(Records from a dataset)
□ □ □ □

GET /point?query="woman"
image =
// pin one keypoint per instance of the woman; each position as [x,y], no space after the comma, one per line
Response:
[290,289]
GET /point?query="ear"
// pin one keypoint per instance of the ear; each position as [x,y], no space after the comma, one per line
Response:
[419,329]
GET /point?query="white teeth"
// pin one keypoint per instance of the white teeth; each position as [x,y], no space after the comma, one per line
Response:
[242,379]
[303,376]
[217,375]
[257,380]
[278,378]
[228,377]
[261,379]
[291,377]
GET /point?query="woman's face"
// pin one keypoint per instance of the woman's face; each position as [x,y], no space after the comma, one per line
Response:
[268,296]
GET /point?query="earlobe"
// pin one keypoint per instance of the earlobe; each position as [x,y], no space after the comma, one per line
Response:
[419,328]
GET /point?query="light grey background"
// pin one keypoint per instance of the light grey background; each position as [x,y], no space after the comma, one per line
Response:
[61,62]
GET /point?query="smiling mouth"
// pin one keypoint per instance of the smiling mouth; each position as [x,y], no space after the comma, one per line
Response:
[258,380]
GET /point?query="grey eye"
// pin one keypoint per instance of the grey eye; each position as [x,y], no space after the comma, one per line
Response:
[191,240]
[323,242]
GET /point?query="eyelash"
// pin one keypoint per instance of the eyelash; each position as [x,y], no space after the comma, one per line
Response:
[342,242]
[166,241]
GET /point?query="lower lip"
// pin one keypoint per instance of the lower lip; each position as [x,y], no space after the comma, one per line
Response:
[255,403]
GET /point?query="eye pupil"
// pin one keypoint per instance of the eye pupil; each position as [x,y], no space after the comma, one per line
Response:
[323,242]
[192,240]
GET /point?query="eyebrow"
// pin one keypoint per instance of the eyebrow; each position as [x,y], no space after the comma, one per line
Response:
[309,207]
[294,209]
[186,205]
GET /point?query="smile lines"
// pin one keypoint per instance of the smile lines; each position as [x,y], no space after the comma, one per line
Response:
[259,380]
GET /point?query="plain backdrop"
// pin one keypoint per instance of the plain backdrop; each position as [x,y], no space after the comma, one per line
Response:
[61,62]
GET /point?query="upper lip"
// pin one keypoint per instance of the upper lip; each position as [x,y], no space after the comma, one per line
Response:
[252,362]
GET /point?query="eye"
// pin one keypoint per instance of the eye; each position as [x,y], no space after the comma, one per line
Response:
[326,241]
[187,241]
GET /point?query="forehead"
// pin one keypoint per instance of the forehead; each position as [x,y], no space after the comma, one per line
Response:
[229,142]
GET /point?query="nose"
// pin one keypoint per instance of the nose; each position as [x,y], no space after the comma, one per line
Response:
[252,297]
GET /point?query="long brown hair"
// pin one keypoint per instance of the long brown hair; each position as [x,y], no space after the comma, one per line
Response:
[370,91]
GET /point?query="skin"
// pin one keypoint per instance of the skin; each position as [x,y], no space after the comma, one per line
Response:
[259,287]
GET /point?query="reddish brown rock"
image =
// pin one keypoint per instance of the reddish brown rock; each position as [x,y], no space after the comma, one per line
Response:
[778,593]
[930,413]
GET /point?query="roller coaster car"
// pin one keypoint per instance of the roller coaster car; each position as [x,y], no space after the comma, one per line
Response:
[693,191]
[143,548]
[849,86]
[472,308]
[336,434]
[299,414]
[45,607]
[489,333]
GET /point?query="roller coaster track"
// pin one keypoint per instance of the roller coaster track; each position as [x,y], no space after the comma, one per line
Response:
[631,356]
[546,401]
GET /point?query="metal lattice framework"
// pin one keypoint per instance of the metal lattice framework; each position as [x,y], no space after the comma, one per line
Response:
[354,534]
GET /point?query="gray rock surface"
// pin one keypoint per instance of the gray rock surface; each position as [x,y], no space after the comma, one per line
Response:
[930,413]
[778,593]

□ □ □ □

*PROBLEM REQUIREMENTS*
Each line from the one that contains "of the gray" to the end of the data should be set down exactly, both ends included.

*RESPONSE AREA*
// pin one keypoint per instance of the gray rock surface; each position as [x,y], no space after the comma, one per line
Response:
[930,413]
[778,593]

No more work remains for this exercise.